→ **Reading passage**
↓↓↓

PEX can ship packages and optionally can include a single co Pants #general

PEX can ship packages and optionally can include a...

abundant-autumn-67998

12/03/2022, 5:46 PM

PEX can ship packages and optionally can include a single console script as the entry point. Is there a way to have PEX ship multiple console scripts which can be later extracted using

PEX_TOOLS=1

? We ship a set of dependencies and sometimes they invoke commands with

subprocess

instead of a Python API. So I'm looking for an easy way to ship the console scripts for each distribution as well.

enough-analyst-54434

12/03/2022, 5:57 PM

Well, if you re-invoke a PEX (The path to which is always available via the

PEX

env var), You can set

PEX_SCRIPT=foo

in the environment and that alternate console script will be used. There is also the more generic busybox support provided by the conscript library, works with PEX but you can use it generically: https://pypi.org/project/conscript/

enough-analyst-54434

12/03/2022, 5:58 PM

Do either of those two solve your problem?

enough-analyst-54434

12/03/2022, 5:58 PM

If you were not aware of

PEX_SCRIPT

try

pex --help-variables

enough-analyst-54434

12/03/2022, 6:00 PM

Well, and, also, you can build

--venv prepend

pexes. On 1st run the PEX is turned into a noraml venv in the PEX_ROOT. That venv will have all console scripts installed in its

bin/

dir and pre-pended to PATH.

enough-analyst-54434

12/03/2022, 6:00 PM

That is probably the most natural way. Its also the fastest PEX warm mode. The cold start suffers the cost of building the venv once of course.

enough-analyst-54434

12/03/2022, 6:02 PM

If you want to squeeze ~50ms off of warm

--venv

overhead and your deploy environments include

/bin/sh

, throw in

--sh-boot

. That drops ~50ms wasted re-execing into the pre-built venv via Python by doing it via

sh

which takes ~1ms.

enough-analyst-54434

12/03/2022, 6:03 PM

So, lots of tools here. Perhaps too many. Hopefully one of these works for your situation.

abundant-autumn-67998

12/03/2022, 6:48 PM

Ah interesting stuff! We don't control when and what command is invoked so

PEX_SCRIPT

may not work but the other two options look useful, specially the

--venv prepend

- we could just run the pex once after deploying and the PATH will provide the scripts. Will try it out later.

enough-analyst-54434

12/03/2022, 7:08 PM

If you want control over the deploy / cold start you can always build the PEX with

--pex-tools

and then run

PEX_TOOLS=1 the.pex venv [many options] right/here

That will create a venv from the PEX

right/here

and there will be a `right/here/pex`script you can use to run the venv just like the originating PEX would have run - but, of course, faster.

abundant-autumn-67998

12/04/2022, 8:00 AM

I did a quick experiment and looks like

--venv=prepend

will "just work". Our code is split across two pex files. We run `source.pex`and specify the

deps.pex

using

PEX_PATH

. The console scripts are provided by

deps.pex

. If I build

source.pex

with

--venv=prepend

, looks like all scripts from both pexes are put in the venv's bin directory added to the PATH.

enough-analyst-54434

12/05/2022, 2:45 AM

Aha, excellent.

↑↑↑

Rows of box annotation data:
↓↓↓

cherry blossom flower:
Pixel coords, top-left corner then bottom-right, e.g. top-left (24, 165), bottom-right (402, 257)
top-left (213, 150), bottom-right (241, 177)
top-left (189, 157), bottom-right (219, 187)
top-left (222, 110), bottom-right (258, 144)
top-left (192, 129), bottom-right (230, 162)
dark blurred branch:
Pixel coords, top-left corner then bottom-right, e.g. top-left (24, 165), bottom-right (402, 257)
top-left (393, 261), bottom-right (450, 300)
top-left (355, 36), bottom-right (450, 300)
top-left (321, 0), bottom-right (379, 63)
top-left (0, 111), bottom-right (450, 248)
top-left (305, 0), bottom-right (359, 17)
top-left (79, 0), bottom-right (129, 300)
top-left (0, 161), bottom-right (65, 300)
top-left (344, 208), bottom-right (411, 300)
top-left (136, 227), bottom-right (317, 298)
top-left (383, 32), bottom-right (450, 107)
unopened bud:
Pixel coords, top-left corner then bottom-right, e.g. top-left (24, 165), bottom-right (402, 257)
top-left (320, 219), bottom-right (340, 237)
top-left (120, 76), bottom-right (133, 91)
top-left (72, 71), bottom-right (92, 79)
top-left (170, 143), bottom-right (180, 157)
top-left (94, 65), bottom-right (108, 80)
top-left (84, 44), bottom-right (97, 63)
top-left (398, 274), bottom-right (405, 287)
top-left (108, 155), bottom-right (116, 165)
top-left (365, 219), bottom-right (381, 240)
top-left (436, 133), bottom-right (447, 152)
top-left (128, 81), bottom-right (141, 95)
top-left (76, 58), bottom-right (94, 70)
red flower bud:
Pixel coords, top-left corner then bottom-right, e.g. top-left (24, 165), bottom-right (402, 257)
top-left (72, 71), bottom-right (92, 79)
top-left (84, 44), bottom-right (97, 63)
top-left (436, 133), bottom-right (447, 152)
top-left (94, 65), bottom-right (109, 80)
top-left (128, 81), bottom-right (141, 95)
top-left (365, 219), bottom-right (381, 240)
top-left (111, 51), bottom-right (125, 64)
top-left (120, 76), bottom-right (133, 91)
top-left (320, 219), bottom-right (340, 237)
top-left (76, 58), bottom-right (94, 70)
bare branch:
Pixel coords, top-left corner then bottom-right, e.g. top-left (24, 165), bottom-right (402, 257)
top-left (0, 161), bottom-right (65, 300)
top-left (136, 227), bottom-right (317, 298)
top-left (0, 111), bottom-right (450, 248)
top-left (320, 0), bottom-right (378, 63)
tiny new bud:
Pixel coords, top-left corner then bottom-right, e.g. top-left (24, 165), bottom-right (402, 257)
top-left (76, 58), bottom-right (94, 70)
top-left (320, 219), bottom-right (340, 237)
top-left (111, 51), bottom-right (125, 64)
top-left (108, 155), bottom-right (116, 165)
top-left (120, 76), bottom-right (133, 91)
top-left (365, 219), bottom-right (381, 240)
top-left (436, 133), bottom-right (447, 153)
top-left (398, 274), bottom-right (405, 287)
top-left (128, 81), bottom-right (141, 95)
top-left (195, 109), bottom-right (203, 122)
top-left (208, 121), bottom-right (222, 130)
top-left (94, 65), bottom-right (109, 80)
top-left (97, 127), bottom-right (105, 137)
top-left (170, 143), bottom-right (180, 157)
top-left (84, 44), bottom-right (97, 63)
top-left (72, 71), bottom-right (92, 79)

↑↑↑

→ **Exercise objective**
In the PEX forum thread, which environment variable can be set to make a re-invoked PEX use an alternate console script?

→ **Solution**
PEX_SCRIPT